Given task |
Rewrite everything in the listing from the line containing "Note: spot the white hoof" down through the line containing "<point>496,379</point>", putting "occurrence" in place of "instance" and changing nothing else.

Raw data |

****************

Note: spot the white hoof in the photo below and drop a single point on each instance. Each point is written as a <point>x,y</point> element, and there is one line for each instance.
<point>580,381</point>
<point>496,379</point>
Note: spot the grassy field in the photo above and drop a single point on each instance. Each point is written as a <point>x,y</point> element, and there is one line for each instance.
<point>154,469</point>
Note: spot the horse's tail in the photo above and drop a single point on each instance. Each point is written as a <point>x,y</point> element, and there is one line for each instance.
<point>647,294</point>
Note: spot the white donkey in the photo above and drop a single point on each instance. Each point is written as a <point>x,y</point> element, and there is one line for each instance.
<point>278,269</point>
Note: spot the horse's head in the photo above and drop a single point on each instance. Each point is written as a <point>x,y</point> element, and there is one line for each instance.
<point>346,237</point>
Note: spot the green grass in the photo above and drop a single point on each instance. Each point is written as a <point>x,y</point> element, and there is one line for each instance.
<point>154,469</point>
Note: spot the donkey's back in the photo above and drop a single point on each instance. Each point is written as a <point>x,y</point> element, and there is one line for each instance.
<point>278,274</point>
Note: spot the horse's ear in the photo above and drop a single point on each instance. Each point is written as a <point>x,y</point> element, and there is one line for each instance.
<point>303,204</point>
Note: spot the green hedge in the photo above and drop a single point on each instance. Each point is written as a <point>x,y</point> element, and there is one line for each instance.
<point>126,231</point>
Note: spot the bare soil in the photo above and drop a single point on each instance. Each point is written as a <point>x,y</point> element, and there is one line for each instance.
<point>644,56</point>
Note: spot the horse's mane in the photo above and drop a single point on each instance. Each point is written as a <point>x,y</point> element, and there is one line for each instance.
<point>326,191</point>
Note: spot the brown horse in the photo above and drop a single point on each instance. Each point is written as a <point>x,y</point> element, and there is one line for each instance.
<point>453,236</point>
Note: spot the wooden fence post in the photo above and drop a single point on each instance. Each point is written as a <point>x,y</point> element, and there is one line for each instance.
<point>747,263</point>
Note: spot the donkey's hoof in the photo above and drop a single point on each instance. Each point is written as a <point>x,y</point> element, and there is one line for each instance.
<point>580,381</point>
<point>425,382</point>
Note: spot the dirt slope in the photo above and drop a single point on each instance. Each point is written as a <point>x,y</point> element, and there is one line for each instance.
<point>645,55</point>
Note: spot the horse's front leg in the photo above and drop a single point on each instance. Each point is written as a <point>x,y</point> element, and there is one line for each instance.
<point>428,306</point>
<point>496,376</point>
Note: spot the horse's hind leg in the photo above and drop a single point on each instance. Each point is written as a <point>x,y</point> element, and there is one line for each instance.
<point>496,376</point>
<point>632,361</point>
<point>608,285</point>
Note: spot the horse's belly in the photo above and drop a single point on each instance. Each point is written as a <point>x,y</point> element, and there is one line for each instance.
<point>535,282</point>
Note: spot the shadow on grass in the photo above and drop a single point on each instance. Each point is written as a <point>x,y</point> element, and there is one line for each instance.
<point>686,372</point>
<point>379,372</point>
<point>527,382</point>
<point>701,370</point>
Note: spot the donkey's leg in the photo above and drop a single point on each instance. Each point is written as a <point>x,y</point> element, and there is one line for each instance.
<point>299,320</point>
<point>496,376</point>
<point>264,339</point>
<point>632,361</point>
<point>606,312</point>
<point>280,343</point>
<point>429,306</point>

****************

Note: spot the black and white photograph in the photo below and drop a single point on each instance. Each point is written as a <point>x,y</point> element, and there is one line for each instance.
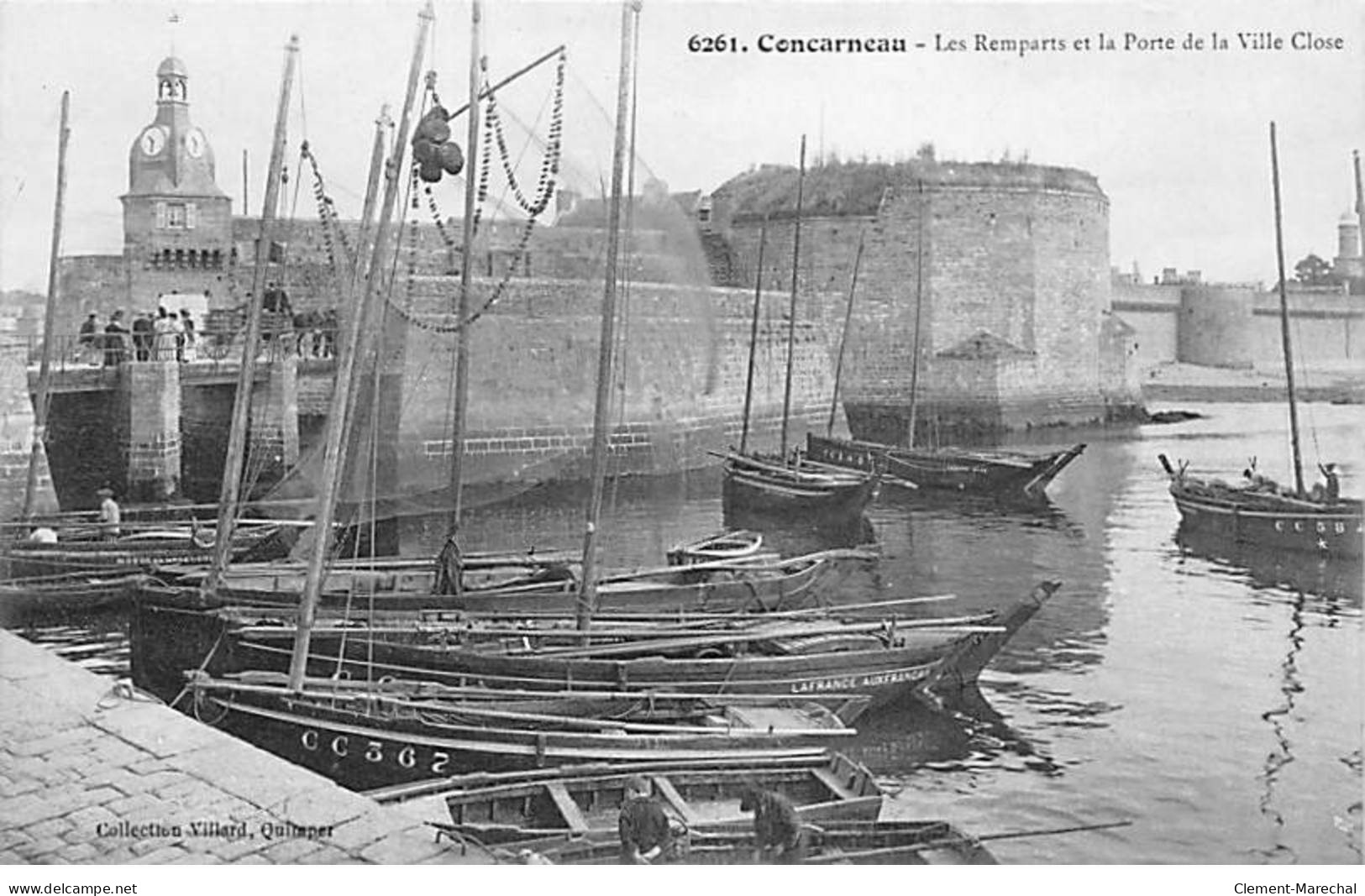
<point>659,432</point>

****************

Answer to this task |
Note: spot the white hoof in the photo below and drop a single point on each occurrence. Each point is written as a <point>x,y</point> element, and there is one line for each occurrence.
<point>580,381</point>
<point>496,379</point>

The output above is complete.